=== 本文 ===
その後も、ロビンソンに対する嫌がらせは、
あとを絶たない。
球場に来たら射殺してやる、という、
物騒な脅迫さえ何度もあった。

そんなとき、リースが冗談めかして言った。
「ジャッキー、俺から離れてよ!
 撃つやつが下手だったら俺に当たるだろう」

チームの誰かがそれに答える。
「だったら、チーム全員で背番号42を着ればいい!
 そうすれば誰がロビンソンかわからなくなる」

差別や迫害は、かえって
チームの結束を強くしていった。



六番 レフト ロバート・B・パーカー

15歳の少年が、
ブルックリン行きのバスに乗る。
乗客は、少年以外、すべて黒人だ。

ひとりの女性が話しかける。
「何をしに来たの?」
「ぼくはドジャースファンだ。
 ボストンから、ジャッキーを見に来た」
女性が大声で仲間に言う。
「この子はね、われらがジャッキーを見に、
 はるばるやって来たんだよ!」

少年の名は、
ロバート・B・パーカー。
後年、ハードボイルドの作家になる。

この話は、
『ダブルプレー』という小説に登場する。
ロビンソンを命がけで守る
クールなボディガードの話だ。



七番 センター ウォルター・オマリー

1947年シーズン、
ドジャースはリーグ優勝。
===
◆ **課題の目的**: 上の本文の「球場に来たら射殺してやる、という、」から「チームの結束を強くしていった。」までを、一字も変えずにすべて打ち直してください。
=== 提供データ ===
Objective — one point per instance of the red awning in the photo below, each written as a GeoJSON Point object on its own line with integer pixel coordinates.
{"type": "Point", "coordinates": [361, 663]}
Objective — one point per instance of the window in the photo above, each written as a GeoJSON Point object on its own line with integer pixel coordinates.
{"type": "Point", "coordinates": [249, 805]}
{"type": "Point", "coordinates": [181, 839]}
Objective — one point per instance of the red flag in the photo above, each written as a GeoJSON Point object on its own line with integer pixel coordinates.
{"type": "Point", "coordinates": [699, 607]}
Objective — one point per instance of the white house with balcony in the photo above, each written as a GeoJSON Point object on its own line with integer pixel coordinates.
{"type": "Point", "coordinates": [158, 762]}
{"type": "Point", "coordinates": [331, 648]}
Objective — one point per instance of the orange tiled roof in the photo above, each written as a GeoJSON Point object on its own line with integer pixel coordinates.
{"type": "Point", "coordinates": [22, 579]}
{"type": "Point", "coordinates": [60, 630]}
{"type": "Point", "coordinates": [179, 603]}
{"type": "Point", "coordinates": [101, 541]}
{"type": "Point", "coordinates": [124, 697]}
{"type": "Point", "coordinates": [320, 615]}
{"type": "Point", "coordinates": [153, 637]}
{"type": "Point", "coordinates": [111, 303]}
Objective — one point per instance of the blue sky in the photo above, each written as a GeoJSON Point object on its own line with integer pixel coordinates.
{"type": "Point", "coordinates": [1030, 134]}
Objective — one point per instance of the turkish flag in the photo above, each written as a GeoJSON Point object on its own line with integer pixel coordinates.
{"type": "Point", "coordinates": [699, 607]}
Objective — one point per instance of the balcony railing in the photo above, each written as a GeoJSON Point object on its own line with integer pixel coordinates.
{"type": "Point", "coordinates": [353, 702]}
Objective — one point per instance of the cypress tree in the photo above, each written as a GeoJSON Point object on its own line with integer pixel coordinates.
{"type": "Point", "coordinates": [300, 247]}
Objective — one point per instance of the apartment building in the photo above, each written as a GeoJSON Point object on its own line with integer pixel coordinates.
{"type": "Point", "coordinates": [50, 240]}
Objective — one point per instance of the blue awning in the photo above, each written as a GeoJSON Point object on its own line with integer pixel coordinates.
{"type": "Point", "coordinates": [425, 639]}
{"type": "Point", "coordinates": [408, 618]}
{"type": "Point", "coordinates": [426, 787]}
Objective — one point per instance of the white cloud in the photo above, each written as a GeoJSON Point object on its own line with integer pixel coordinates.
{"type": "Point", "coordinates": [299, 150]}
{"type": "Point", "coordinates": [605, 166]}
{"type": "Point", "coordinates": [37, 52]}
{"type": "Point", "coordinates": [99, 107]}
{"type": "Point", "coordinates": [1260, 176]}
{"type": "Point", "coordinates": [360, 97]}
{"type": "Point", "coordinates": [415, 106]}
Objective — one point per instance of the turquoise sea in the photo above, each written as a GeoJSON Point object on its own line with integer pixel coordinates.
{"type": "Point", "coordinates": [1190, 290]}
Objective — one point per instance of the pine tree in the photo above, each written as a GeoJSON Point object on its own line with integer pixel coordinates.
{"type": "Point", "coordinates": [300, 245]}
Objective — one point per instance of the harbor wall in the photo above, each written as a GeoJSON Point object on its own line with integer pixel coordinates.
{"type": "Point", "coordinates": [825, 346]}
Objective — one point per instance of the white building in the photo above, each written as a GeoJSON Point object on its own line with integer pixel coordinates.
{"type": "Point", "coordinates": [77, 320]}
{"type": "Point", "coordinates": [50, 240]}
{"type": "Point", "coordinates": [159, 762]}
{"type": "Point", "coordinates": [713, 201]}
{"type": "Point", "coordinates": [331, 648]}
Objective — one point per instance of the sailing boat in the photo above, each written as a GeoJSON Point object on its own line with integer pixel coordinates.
===
◆ **解答**:
球場に来たら射殺してやる、という、
物騒な脅迫さえ何度もあった。

そんなとき、リースが冗談めかして言った。
「ジャッキー、俺から離れてよ!
 撃つやつが下手だったら俺に当たるだろう」

チームの誰かがそれに答える。
「だったら、チーム全員で背番号42を着ればいい!
 そうすれば誰がロビンソンかわからなくなる」

差別や迫害は、かえって
チームの結束を強くしていった。